# [Aim]
Reproduce every one of the records below word for word, leaving the pictures out of your answer.

# [Raw data]
○ ○ ○ ○
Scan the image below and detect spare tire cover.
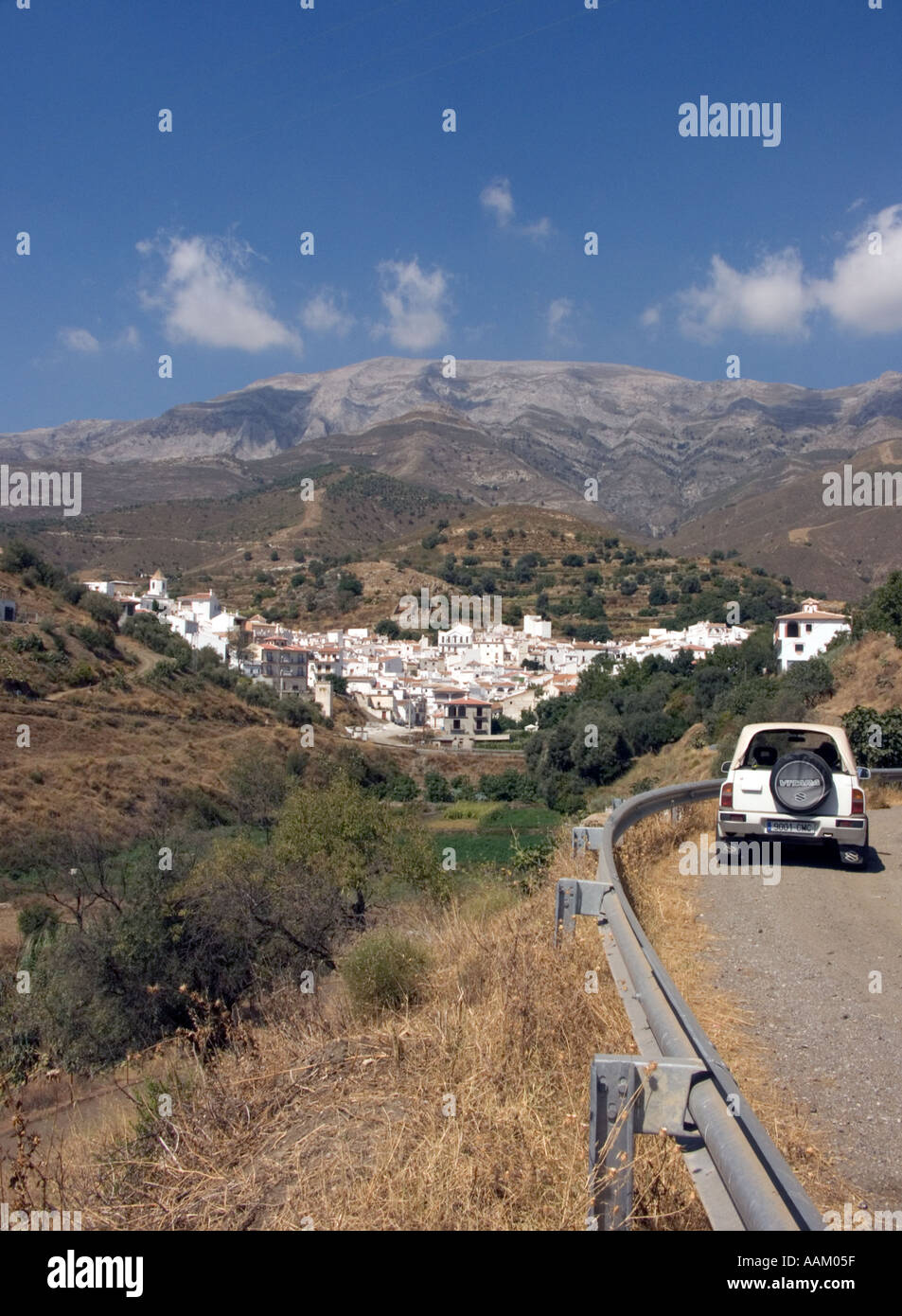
[770,749,832,813]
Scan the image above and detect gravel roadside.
[697,808,902,1211]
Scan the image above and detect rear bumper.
[716,809,868,846]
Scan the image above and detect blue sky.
[0,0,902,431]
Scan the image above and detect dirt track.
[699,808,902,1209]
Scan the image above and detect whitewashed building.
[773,598,851,671]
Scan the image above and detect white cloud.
[375,257,449,351]
[480,178,514,229]
[546,297,574,341]
[667,202,902,342]
[136,236,301,351]
[301,288,355,338]
[60,329,100,351]
[680,249,811,342]
[813,205,902,333]
[115,325,141,347]
[479,178,551,240]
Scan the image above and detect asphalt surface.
[699,808,902,1211]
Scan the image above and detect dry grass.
[7,806,852,1231]
[619,802,860,1211]
[12,847,707,1231]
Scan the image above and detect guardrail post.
[555,880,575,946]
[589,1056,641,1231]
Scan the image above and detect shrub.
[423,773,453,804]
[339,928,429,1013]
[81,590,122,625]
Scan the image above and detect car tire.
○ ○ ○ ○
# [Result]
Scan the image below and detect spare tire cover.
[770,749,832,813]
Scan the image above and detect gravel roadside.
[697,808,902,1211]
Scan the image above and detect rear bumper.
[716,809,868,846]
Scan the image above and detect blue sky.
[0,0,902,431]
Scan the image above and detect dirt track.
[699,808,902,1209]
Scan the image above and detect whitewashed building.
[773,598,851,671]
Scan the image above and detect white cloud.
[375,257,449,351]
[480,178,514,229]
[546,297,574,341]
[667,202,902,342]
[136,236,301,351]
[301,288,355,338]
[60,329,100,351]
[680,249,811,342]
[813,205,902,333]
[115,325,141,347]
[479,178,551,240]
Scan the image above and detect asphalt surface.
[699,808,902,1211]
Scan the image above and detect dry grass.
[7,806,852,1231]
[619,802,860,1211]
[12,847,707,1231]
Scan the image above and detect guardrail post.
[555,880,575,946]
[589,1056,641,1231]
Scan the image above and detect shrub.
[423,773,453,804]
[339,928,429,1013]
[81,590,122,625]
Scan the image above and detect car tire.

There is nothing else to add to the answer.